PROBLEM REQUIREMENTS:
In the material from the line with "For each <instance>, output" to the line with "box: [377, 184, 405, 252]", switch "coordinates" to "positions" and give those lines again, otherwise unchanged.

SUPPLIED INFORMATION:
----------------

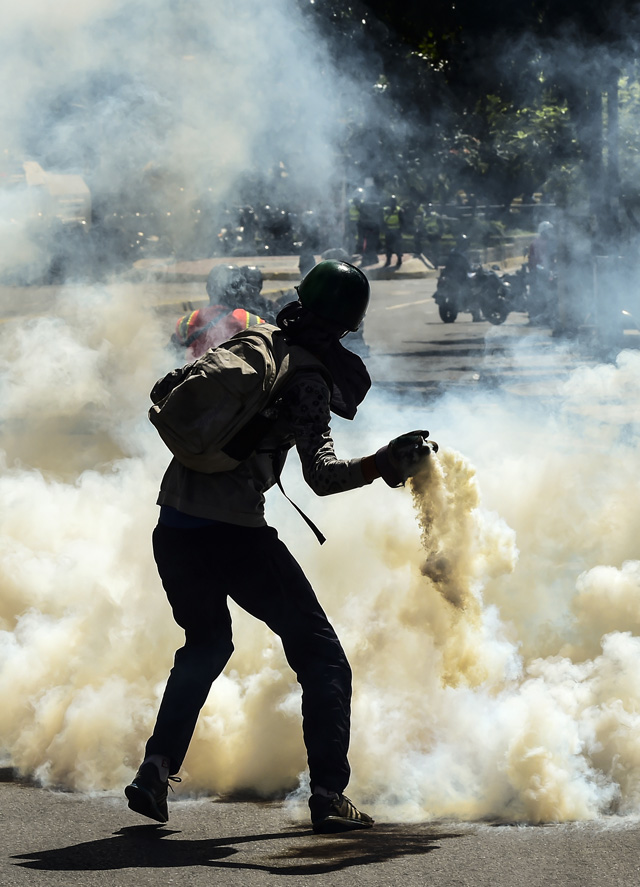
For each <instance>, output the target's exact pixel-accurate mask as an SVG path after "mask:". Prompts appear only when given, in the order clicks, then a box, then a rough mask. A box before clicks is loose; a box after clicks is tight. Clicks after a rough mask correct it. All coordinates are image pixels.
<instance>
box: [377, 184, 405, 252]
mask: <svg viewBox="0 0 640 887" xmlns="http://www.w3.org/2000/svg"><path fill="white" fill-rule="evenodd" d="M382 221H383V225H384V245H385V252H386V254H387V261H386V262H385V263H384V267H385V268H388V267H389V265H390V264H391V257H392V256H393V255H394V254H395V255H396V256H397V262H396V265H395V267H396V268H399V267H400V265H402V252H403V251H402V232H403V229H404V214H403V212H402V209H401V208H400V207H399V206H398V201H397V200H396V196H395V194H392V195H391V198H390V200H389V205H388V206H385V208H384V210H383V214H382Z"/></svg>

----------------

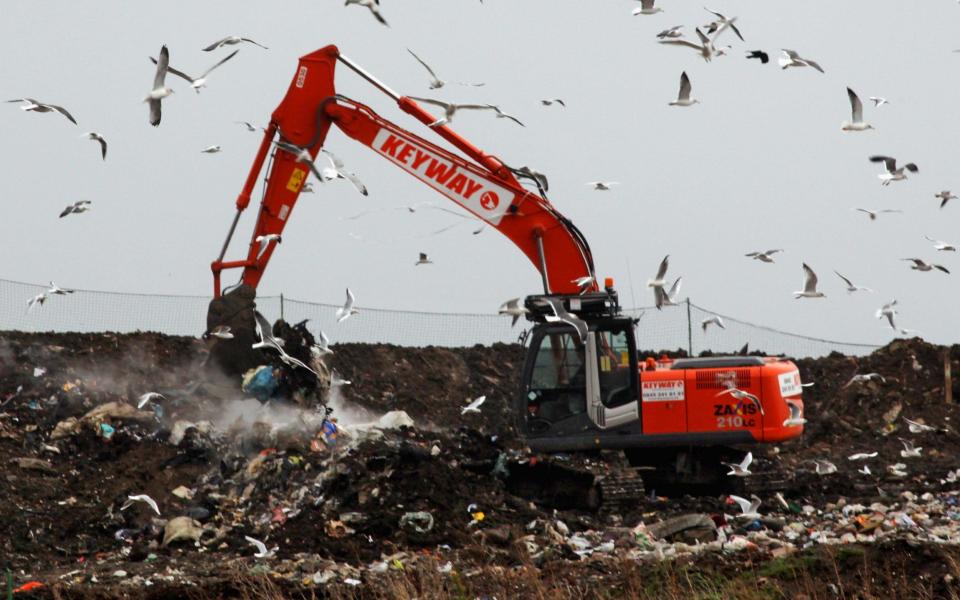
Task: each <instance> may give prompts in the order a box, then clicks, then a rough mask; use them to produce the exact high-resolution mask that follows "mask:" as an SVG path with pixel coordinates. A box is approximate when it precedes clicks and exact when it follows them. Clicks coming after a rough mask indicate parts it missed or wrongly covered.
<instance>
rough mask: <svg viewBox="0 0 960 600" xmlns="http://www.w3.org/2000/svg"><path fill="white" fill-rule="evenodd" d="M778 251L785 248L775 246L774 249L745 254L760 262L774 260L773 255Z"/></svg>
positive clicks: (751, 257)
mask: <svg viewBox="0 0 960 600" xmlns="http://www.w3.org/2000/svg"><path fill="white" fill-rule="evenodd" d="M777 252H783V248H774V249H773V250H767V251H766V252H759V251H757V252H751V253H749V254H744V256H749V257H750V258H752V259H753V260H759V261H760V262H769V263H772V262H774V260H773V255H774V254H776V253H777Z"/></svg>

----------------

RESULT:
For each <instance>, output the target's exact pixel-accurate mask as an SVG path after "mask:". Prompts appear only when given, in the order clicks, then a box, then a rough mask. A box before clicks is loose; a box after clicks is tight. Clicks after a rough mask correct it. All positions are image pixels.
<instance>
box: [377, 184, 405, 252]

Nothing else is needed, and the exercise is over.